__ПИСЬМЕННОЕ ЗАДАНИЕ__
Выпишите дословно часть отрывка о деликатности и сплетне, начиная со слов «СПЛЕТНЯ, Уязвленность влюбленного» и заканчивая словами «о других людях).» включительно.

2. И тогда все переворачивается: поскольку другой страдает без меня, к чему страдать на его месте? Его несчастье уносит его далеко от меня, я могу только запыхавшись бежать за ним, не надеясь когда-либо догнать его, слиться с ним. Лучше уж я отдалюсь от него чуть-чуть, поучусь жить немного вдалеке. Пусть вынырнет подавленное слово, которое оказывается на языке у любого субъекта, стоит ему пережить смерть другого: «Ну что ж, будем жить дальше!»

 

3. Я буду, стало быть, страдать с другим, но без нажима, не очертя голову. Такому поведению, одновременно очень эмоциональному и очень рассудочному, очень влюбленному и очень окультуренному, дать имя: это деликатность; она словно «боровая» (цивилизованная, художественная) Форма сострадания (Ата — богиня смятения, но Платон говорит о ее деликатности: ее нога крылата, она касается легко).

Пир

 

Сплетня

 

СПЛЕТНЯ, Уязвленность влюбленного субъекта, обнаруживающего, что любимый человек попал в «сплетни», и слышащего, как о нем пошло судачат.

 

1. По дороге из Фалера какому-то человеку скучно, тут он замечает другого, идущего впереди, его окликает и просит, чтобы тот рассказал ему о пире, заданном Агафоном. Так рождается теория любви: из случайности, из скуки, из желания поболтать или, если угодно, из сплетни длиною в три километра. На знаменитом Пиру присутствовал Аристодем; он рассказал о нем Аполлодору, каковой на пути из Фалера и рассказывает о нем Главкону (человеку, как сказано, неискушенному в философии), а заодно, через посредство книги, рассказывает о нем и нам самим, до сих пор о нем рассуждающим. «Пир», стало быть, не только «беседа» (мы разговариваем о каком-то вопросе), но еще и сплетня (мы разговариваем между собой о других людях).

__ИСХОДНЫЕ ДАННЫЕ__
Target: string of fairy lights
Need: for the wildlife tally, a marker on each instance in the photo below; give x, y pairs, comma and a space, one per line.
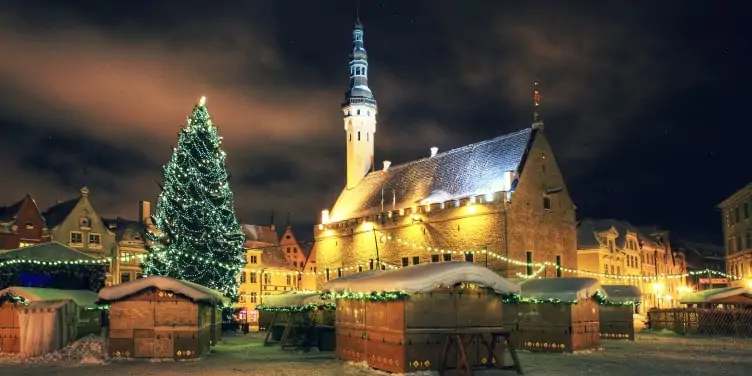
541, 266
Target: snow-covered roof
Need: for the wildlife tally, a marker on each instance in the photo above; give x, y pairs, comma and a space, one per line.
82, 298
343, 283
192, 290
424, 278
293, 299
708, 296
566, 289
622, 293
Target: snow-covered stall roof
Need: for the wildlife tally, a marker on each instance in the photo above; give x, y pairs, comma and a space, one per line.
294, 299
343, 283
709, 296
565, 289
82, 298
425, 278
192, 290
622, 293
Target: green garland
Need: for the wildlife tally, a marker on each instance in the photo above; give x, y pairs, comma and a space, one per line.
374, 296
598, 297
13, 299
304, 308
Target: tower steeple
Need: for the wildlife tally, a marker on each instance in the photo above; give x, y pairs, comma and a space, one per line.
359, 110
537, 122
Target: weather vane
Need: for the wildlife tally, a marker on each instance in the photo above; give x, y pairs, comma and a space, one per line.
536, 101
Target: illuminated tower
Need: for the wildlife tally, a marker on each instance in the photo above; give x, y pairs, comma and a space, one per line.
359, 110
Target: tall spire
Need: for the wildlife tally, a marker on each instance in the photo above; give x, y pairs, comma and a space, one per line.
358, 91
536, 103
359, 110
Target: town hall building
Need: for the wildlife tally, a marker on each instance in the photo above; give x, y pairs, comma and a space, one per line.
500, 202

__РЕШЕНИЕ ЗАДАЧИ__
СПЛЕТНЯ, Уязвленность влюбленного субъекта, обнаруживающего, что любимый человек попал в «сплетни», и слышащего, как о нем пошло судачат.

 

1. По дороге из Фалера какому-то человеку скучно, тут он замечает другого, идущего впереди, его окликает и просит, чтобы тот рассказал ему о пире, заданном Агафоном. Так рождается теория любви: из случайности, из скуки, из желания поболтать или, если угодно, из сплетни длиною в три километра. На знаменитом Пиру присутствовал Аристодем; он рассказал о нем Аполлодору, каковой на пути из Фалера и рассказывает о нем Главкону (человеку, как сказано, неискушенному в философии), а заодно, через посредство книги, рассказывает о нем и нам самим, до сих пор о нем рассуждающим. «Пир», стало быть, не только «беседа» (мы разговариваем о каком-то вопросе), но еще и сплетня (мы разговариваем между собой о других людях).